Detection annotation records
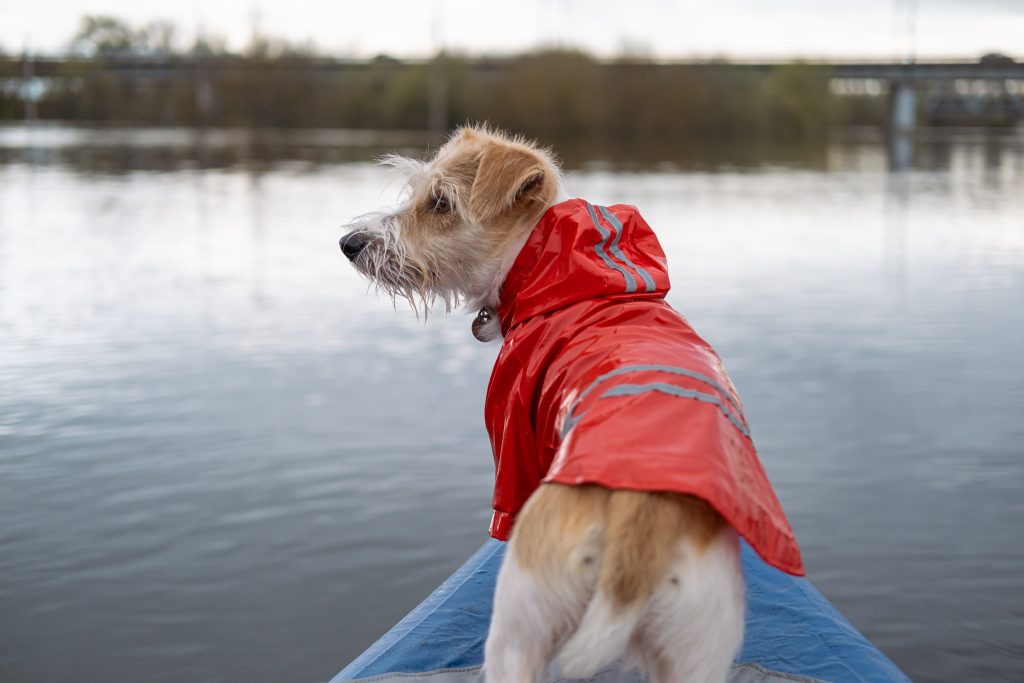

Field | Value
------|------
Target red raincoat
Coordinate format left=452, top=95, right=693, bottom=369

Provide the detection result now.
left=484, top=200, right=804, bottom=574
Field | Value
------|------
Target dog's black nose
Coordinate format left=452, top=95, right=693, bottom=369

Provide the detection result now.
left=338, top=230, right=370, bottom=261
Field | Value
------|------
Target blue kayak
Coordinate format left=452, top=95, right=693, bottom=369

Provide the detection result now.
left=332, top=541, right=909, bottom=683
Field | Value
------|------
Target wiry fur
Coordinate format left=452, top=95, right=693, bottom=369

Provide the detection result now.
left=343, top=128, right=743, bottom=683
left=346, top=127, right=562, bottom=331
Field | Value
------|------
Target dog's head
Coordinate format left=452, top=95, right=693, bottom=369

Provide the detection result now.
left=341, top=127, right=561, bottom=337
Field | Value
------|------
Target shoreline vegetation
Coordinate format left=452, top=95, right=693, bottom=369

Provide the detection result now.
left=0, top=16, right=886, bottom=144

-- AIM --
Could you copy every row above word for word, leaving out the pictures?

-- ANSWER BELOW --
Field | Value
------|------
Target red raincoat
Coordinate format left=452, top=95, right=693, bottom=369

Provide the detection result now.
left=484, top=200, right=804, bottom=574
Field | Value
------|------
Target dog's black nose
Coordinate format left=452, top=95, right=693, bottom=369

Provide the detection result now.
left=338, top=230, right=370, bottom=261
Field | Value
------|------
Target blue kayak
Coordinate format left=452, top=95, right=693, bottom=369

Provide the detection result now.
left=332, top=541, right=909, bottom=683
Field | Value
------|------
Target wiry fur
Coordinate format left=452, top=95, right=693, bottom=369

Provide the detection result now.
left=343, top=128, right=743, bottom=683
left=346, top=127, right=562, bottom=331
Field | Value
------|------
Target dog's head
Coordinate format left=452, top=95, right=693, bottom=369

Provide the detection result now.
left=341, top=127, right=561, bottom=337
Field | Value
------|------
Target shoreline vegetation
Coordinate format left=452, top=95, right=693, bottom=369

Provide the detection result now.
left=0, top=16, right=886, bottom=144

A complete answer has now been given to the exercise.